Task to carry out: In the data below, locate each line with the word "cabinet" and list it.
Records for this exercise START
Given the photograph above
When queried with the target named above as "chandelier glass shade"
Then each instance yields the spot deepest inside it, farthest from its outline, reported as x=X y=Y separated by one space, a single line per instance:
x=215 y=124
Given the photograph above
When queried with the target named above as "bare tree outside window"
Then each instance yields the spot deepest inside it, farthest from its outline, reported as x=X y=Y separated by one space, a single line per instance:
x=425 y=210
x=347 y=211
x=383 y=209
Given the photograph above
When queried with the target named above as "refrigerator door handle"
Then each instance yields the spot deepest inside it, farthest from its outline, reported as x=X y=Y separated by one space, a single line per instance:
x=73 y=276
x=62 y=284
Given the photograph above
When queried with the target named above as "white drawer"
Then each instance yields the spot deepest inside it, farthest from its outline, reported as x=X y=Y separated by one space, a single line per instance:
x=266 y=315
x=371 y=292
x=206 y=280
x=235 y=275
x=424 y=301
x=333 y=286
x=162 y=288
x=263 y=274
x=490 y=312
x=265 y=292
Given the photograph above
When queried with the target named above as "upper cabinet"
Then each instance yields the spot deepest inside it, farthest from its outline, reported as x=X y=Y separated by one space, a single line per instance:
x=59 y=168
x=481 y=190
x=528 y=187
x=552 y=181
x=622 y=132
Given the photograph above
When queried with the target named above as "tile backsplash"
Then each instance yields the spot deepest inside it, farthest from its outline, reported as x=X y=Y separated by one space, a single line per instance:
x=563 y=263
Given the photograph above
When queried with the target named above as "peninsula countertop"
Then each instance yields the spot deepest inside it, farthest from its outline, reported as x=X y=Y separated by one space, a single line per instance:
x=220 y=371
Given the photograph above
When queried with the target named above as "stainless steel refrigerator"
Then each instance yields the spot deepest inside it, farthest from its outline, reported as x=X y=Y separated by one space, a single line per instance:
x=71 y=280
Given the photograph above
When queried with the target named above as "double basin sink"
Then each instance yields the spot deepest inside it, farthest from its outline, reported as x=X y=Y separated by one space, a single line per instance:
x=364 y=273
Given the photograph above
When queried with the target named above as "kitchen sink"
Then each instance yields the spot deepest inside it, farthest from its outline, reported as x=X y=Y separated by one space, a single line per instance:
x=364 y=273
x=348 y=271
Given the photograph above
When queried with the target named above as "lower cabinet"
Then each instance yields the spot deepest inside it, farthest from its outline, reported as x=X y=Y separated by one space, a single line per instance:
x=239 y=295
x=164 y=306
Records for this exercise END
Exercise answer:
When queried with the target named above as "upper cabinet"
When queried with the target named above as "lower cabinet"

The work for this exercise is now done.